■ Provided records ■
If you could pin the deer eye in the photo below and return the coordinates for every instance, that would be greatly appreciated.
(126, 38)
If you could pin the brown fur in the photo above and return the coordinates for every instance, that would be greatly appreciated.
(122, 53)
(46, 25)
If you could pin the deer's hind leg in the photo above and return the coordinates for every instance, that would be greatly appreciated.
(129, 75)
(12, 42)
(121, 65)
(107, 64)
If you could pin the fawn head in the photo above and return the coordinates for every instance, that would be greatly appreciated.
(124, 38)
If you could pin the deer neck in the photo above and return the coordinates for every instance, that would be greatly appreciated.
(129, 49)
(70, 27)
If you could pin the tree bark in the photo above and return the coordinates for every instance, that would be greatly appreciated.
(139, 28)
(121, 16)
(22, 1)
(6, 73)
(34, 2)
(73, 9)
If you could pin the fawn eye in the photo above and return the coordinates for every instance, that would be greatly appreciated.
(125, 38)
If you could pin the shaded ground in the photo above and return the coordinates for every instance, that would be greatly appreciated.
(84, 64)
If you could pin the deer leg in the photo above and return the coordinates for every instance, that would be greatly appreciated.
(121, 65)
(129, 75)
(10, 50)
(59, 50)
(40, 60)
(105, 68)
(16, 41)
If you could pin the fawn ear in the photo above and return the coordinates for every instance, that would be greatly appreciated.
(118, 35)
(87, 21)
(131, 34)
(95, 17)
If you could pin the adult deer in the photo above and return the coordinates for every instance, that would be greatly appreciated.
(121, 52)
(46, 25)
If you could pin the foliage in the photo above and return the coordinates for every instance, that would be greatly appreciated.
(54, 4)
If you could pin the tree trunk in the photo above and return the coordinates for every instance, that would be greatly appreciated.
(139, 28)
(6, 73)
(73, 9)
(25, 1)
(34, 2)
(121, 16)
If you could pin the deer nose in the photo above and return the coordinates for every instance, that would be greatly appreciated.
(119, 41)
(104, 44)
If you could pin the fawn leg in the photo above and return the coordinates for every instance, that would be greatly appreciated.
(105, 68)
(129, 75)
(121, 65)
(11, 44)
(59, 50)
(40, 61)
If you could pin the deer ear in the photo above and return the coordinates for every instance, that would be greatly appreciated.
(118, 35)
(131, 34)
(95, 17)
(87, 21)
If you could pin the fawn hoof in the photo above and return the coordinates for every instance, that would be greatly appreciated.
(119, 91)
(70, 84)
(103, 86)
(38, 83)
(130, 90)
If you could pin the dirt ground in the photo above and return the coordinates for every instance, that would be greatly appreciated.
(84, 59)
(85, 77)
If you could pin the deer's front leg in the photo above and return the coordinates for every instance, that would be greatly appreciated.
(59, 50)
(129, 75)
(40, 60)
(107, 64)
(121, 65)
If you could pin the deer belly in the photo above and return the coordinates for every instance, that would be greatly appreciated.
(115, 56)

■ Aim of the exercise ■
Reproduce every one of the lines above word for word, without changing anything.

■ Response to the exercise ■
If you could pin the deer eye in the photo below and return the coordinates for every instance, that would be greatly appreciated.
(126, 38)
If you could pin the brown fur in the photo above and return the coordinates for every instance, that would be greatly appreciated.
(122, 53)
(46, 25)
If you could pin the deer's hind leg in the photo above and return the coordinates for every instance, that would be greatly appreciated.
(129, 75)
(12, 42)
(121, 65)
(107, 64)
If you could pin the fawn head in the photo above and return the coordinates for every instance, that would be greatly appreciated.
(124, 38)
If you could pin the deer neck in the photo above and return the coordinates for every instance, that would be greatly appreciated.
(129, 49)
(70, 27)
If you could pin the tree bark in the photo above and return the coordinates for every instance, that would be greatly appreciated.
(139, 28)
(121, 16)
(22, 1)
(6, 73)
(34, 2)
(73, 9)
If you could pin the fawn eye in the photo above and return the coordinates for every instance, that would be greatly appreciated.
(125, 38)
If you could pin the shaded ground in the photo above and return the coordinates for every instance, that would be greatly appreciated.
(84, 64)
If you could pin the deer leg in the photo above and return the coordinates for every instance, that would be greatly appreciated.
(121, 65)
(129, 75)
(10, 50)
(59, 50)
(40, 60)
(105, 68)
(16, 41)
If you could pin the fawn ear in the photo above and return the coordinates for every instance, that would be greatly appreciated.
(118, 35)
(87, 21)
(131, 34)
(95, 17)
If you could pin the adult deer in the photo above and return the coordinates for every instance, that would be greatly appreciated.
(121, 52)
(46, 25)
If you could pin the foliage in the photo above and return the coordinates for every instance, that would be greatly appreciated.
(54, 4)
If you could pin the tree trunk in the photo above and return the coordinates for every instance, that would be greatly appreciated.
(139, 28)
(6, 73)
(73, 9)
(25, 1)
(34, 2)
(121, 16)
If you could pin the deer nose in the photo above and return the coordinates for every instance, that would be greatly appreciated.
(119, 41)
(104, 44)
If you could pin the fawn leg in the photo above and return the coordinates for every instance, that would be greatly appreciated.
(105, 68)
(129, 75)
(121, 65)
(11, 44)
(59, 50)
(40, 61)
If you could pin the deer ear in the photo above and return the coordinates for every instance, that would be greatly appreciated.
(118, 35)
(131, 34)
(95, 17)
(87, 21)
If you could pin the fawn hoof in the photo above and return the coordinates for every instance, that would be greatly appreciated.
(119, 91)
(70, 84)
(103, 86)
(38, 83)
(130, 90)
If you could pin the dirt ground in the photo above and return the coordinates for every instance, that would be greatly appreciated.
(84, 59)
(85, 77)
If you could pin the deer's front leg in the photo above and return the coordinates for every instance, that would be greatly appreciated.
(59, 50)
(129, 75)
(40, 60)
(107, 64)
(121, 65)
If you could pin the deer belly in the photo above and return the coordinates for every instance, that would be greatly appreciated.
(115, 56)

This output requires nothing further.